• _Selected extract_
Little Boy Blue is a 1981 semi-autobiographical novel by Edward Bunker that follows his journey into crime.


Plot summary

Alex Hammond is an 11-year-old boy living in Los Angeles, California. His father Clem Hammond is a carpenter and has been struggling to find a job ever since the Great Depression hit the US. His parents are separated and he is very close with his father. However, Clem does not have the resources to support Alex. As a result, he attempts to have outside intervention in supporting Alex such as enrolling him into military school and placing him into foster homes. Alex has run way from all of these places and exhibits temper tantrums because he does not want to be away from his father. His bursts of rage cause authorities and fellow inmates in various institutions to believe that he is crazy, specifically displaying the early traits of psychopathy, such as what is deemed to be "criminal versatility".

The story starts out in 1943, with Alex, Clem, and a social worker going from LA to the Valley Home For Boys in San Fernando Valley where Alex will live. However, he meets up with trouble there because one of his roommates Sammy decides to shoplift from a store. Even though Alex does not steal anything, the housemother Thelma Cavendish decides to punish him. This unfair act in the eyes of Alex causes him to attack her and he rips her dress. He decides to run away with Sammy.

They decide to burglarize a shop during the night, but the owners investigate as the boys are inside. Alex shoots one of the owners with a pistol that he had found when they broke in. Alex runs away, but he gets caught very soon. The police beat him and humiliate him. He finds out that his father died in a tragic accident while attempting to find him.

Alex goes to Juvenile Hall. There, he first sees the brutal violence that is so typical of a prison and other institutions. He quickly learns about the usefulness of such violence and how it can protect him from various injustices. It is also here that he learns about racial identity and racism. His love for reading and his high intelligence sets him apart from the other juvenile delinquents.

He is sent to Camarillo, a state mental institution to determine whether or not he is insane. There, he meets First Choice Floyd and Red Barzo who are two black heroin addicts. They teach him how to play poker and how to box. He also starts to masturbate. Eventually, Alex meets an older teen called Scabs. They regularly sneak out of the institution. One day, Scabs teaches Alex how to hot-wire a car, and they leave. Alex is not able to go back to the institution so he decides to stay in the city. It is not long before the authorities find him and they send him to Pacific Colony.

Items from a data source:
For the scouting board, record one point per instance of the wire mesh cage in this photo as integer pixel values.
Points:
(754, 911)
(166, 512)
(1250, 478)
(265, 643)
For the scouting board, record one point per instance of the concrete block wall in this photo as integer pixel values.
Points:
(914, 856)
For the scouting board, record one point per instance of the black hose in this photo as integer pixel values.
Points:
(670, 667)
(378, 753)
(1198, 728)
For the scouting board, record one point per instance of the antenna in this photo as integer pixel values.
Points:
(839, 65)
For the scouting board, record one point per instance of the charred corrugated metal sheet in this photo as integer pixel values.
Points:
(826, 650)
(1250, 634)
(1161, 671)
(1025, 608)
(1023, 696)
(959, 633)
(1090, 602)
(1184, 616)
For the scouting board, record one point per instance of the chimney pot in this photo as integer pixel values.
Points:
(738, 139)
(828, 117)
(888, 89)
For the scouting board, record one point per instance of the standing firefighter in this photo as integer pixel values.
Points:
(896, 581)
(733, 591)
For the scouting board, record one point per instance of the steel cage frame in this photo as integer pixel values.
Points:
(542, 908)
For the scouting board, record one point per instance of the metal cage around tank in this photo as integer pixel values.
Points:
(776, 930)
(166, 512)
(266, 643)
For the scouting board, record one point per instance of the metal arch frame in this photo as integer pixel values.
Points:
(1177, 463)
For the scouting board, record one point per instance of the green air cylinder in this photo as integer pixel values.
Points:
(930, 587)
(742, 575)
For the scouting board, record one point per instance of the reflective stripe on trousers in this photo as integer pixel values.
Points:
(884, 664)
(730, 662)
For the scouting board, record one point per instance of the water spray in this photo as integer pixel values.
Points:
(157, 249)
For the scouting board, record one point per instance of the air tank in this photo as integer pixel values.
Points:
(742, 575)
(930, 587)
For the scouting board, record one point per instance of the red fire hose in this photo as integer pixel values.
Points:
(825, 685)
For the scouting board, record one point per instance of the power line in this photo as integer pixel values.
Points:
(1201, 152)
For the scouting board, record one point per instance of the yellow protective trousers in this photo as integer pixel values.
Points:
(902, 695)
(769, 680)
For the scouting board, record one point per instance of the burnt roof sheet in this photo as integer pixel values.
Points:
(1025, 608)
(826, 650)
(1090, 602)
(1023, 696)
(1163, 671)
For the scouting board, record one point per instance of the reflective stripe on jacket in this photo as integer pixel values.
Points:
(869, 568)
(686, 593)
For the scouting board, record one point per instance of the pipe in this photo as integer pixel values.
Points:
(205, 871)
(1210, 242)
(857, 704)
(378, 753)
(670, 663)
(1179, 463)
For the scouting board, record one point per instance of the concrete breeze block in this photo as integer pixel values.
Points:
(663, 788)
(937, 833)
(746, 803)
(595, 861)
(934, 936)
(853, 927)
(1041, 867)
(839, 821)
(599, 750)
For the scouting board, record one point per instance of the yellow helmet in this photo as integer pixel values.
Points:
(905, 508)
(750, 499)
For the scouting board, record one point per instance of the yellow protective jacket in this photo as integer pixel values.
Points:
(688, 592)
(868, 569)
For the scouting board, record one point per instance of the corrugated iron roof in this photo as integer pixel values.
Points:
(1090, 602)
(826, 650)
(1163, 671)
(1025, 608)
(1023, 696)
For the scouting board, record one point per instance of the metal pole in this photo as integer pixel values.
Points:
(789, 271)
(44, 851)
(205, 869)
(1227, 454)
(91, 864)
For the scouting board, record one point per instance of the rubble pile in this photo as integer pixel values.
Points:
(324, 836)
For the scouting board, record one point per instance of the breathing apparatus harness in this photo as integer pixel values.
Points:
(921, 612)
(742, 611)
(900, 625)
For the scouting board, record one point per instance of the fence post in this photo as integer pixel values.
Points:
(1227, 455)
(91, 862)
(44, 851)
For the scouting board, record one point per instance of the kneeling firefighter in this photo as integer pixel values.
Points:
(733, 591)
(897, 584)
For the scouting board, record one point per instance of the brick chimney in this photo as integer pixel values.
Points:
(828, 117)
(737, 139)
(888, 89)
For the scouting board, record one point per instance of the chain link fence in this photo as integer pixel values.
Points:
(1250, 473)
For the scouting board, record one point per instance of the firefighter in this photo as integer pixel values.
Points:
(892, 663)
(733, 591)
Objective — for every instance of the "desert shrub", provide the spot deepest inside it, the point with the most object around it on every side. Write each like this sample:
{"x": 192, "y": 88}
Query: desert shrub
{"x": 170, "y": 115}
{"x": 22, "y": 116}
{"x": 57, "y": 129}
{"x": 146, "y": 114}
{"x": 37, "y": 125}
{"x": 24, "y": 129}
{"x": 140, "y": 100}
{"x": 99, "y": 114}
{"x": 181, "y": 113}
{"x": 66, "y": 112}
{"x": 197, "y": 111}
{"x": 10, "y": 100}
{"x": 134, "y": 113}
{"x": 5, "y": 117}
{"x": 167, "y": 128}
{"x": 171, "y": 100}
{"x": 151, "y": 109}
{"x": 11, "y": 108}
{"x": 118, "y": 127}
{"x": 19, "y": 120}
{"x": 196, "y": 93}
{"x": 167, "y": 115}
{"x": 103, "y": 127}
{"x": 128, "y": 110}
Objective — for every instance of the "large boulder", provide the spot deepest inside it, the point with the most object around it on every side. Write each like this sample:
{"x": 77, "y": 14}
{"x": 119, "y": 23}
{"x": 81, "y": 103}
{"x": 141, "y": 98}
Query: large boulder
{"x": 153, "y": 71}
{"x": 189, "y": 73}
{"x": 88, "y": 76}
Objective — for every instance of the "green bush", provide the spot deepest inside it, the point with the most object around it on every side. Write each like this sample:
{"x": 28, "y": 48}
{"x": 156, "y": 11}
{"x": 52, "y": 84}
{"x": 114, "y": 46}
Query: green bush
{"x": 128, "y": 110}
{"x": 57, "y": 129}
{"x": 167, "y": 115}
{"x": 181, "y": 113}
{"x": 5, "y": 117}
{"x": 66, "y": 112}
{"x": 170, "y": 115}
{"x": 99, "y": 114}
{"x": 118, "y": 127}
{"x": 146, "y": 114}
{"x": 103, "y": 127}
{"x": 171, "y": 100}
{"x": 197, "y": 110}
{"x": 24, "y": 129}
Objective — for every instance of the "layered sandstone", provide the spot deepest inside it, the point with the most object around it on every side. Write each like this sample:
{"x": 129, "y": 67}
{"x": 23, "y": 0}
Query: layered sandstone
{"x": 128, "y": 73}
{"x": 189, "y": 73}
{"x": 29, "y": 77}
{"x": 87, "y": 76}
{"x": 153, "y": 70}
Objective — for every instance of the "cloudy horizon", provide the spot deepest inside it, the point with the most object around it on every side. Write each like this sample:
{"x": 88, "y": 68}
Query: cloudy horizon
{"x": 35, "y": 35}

• _Problem A_
Quote the Little Boy Blue plot summary from "The story starts" to "away with Sammy.".
• _Problem B_
In the Little Boy Blue plot summary, what is Clem Hammond's trade?
You can complete the work without using the rows.

• _Complete answer A_
The story starts out in 1943, with Alex, Clem, and a social worker going from LA to the Valley Home For Boys in San Fernando Valley where Alex will live. However, he meets up with trouble there because one of his roommates Sammy decides to shoplift from a store. Even though Alex does not steal anything, the housemother Thelma Cavendish decides to punish him. This unfair act in the eyes of Alex causes him to attack her and he rips her dress. He decides to run away with Sammy.

• _Complete answer B_
He is a carpenter.